Report each line of the material below where the word "point" can be found.

★ ★ ★

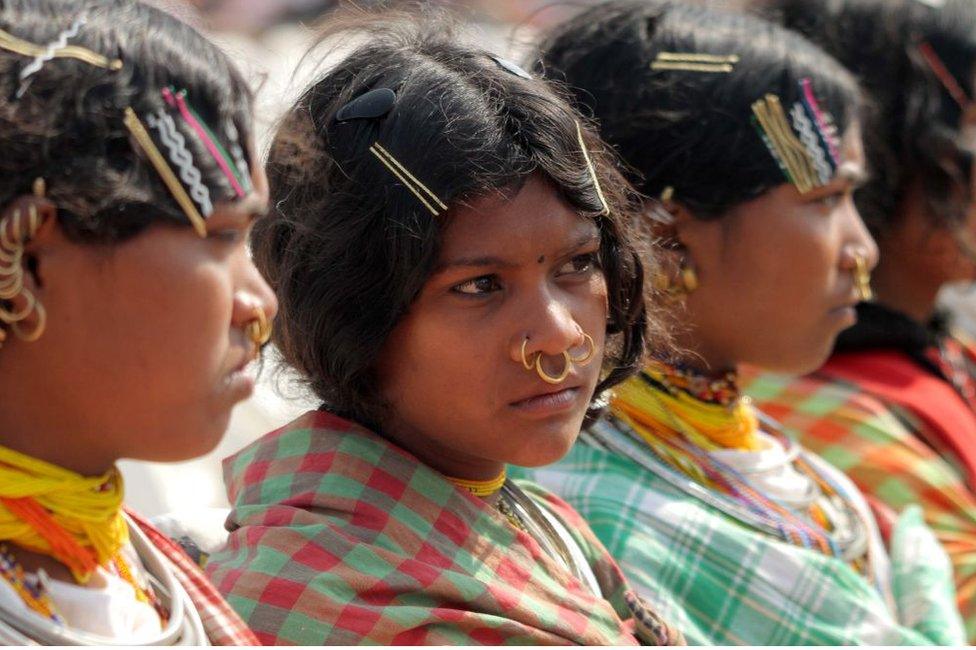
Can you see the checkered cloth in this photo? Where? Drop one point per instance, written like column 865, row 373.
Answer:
column 880, row 447
column 339, row 537
column 722, row 583
column 222, row 624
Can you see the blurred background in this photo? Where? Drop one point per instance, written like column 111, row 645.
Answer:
column 269, row 40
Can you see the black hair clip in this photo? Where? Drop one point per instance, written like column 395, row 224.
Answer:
column 509, row 66
column 370, row 105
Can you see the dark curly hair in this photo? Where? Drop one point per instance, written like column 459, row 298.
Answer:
column 912, row 129
column 348, row 248
column 689, row 130
column 68, row 126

★ ★ ★

**Completed exercise:**
Can you see the checkered cloth in this photo? Where? Drop one point per instance, written like column 865, row 373.
Can you see the blurred background in this photo? Where? Drop one point per instance, written like column 111, row 645.
Can you see the black hair clip in this photo? Where? Drop one point per instance, written like column 395, row 224.
Can you see the dark curly hair in this photo? Where? Drop one point per instance, written like column 459, row 298.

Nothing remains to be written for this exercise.